Records from a dataset:
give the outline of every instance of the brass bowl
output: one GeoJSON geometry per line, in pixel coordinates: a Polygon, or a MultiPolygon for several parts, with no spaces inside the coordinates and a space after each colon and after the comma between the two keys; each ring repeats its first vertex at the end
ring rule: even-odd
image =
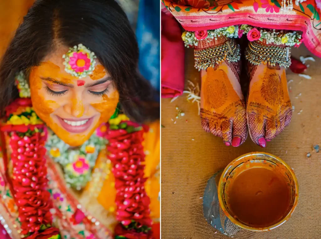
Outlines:
{"type": "MultiPolygon", "coordinates": [[[[253,166],[253,167],[255,167],[253,166]]],[[[244,170],[245,171],[245,170],[244,170]]],[[[238,174],[238,175],[239,175],[238,174]]],[[[282,225],[289,219],[293,213],[298,204],[299,198],[299,185],[295,175],[291,168],[284,161],[278,157],[270,154],[263,152],[253,152],[244,155],[237,158],[232,161],[225,168],[222,173],[219,182],[218,193],[220,204],[224,213],[227,217],[234,223],[245,229],[256,231],[263,231],[272,230],[282,225]],[[248,164],[248,165],[247,165],[248,164]],[[261,167],[266,168],[277,168],[281,174],[286,179],[287,185],[289,187],[290,193],[290,204],[288,208],[286,209],[285,213],[282,216],[279,221],[273,225],[268,225],[263,227],[256,227],[246,222],[242,221],[229,208],[227,199],[228,196],[226,192],[229,184],[231,180],[234,180],[237,177],[233,178],[236,172],[238,171],[239,173],[240,167],[241,165],[244,166],[246,165],[247,168],[251,167],[251,164],[255,165],[255,167],[261,167]]],[[[268,203],[267,202],[266,203],[268,203]]]]}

Given problem: Lay out the records above as a two-column CSV with the headers request and outline, giving one row per record that holds its text and its answer, each in a single quoted field with line breaks replaced by spaces. Leave the pictures out.

Result of this task:
request,outline
"give the outline of every instance of the brass bowl output: one GeoJSON geometry per line, in pixel coordinates: a Polygon, or a MultiPolygon for several parts, with no spaces inside the coordinates and a space after each colon and after the comma between the two keys; each ring repeats its first vertex at the end ring rule: even-odd image = Outlines:","{""type"": ""MultiPolygon"", ""coordinates"": [[[[253,166],[253,167],[255,167],[253,166]]],[[[244,170],[245,171],[245,170],[244,170]]],[[[238,174],[238,175],[239,175],[238,174]]],[[[282,225],[289,219],[293,213],[298,204],[299,198],[299,185],[295,175],[291,168],[284,161],[278,157],[270,154],[263,152],[253,152],[244,155],[237,158],[232,161],[225,168],[222,173],[219,182],[218,193],[220,204],[224,213],[227,217],[234,223],[245,229],[256,231],[263,231],[272,230],[282,225]],[[248,164],[248,165],[247,165],[248,164]],[[261,167],[266,168],[277,168],[281,174],[286,179],[287,185],[289,187],[290,193],[290,204],[288,208],[286,209],[285,213],[282,216],[279,221],[273,225],[268,225],[263,227],[256,227],[246,222],[242,221],[229,208],[227,199],[228,196],[226,192],[229,184],[231,180],[234,180],[237,177],[233,178],[236,172],[238,171],[239,173],[240,167],[241,165],[244,166],[246,165],[247,168],[251,167],[251,164],[255,165],[255,167],[261,167]]],[[[268,203],[267,202],[266,203],[268,203]]]]}"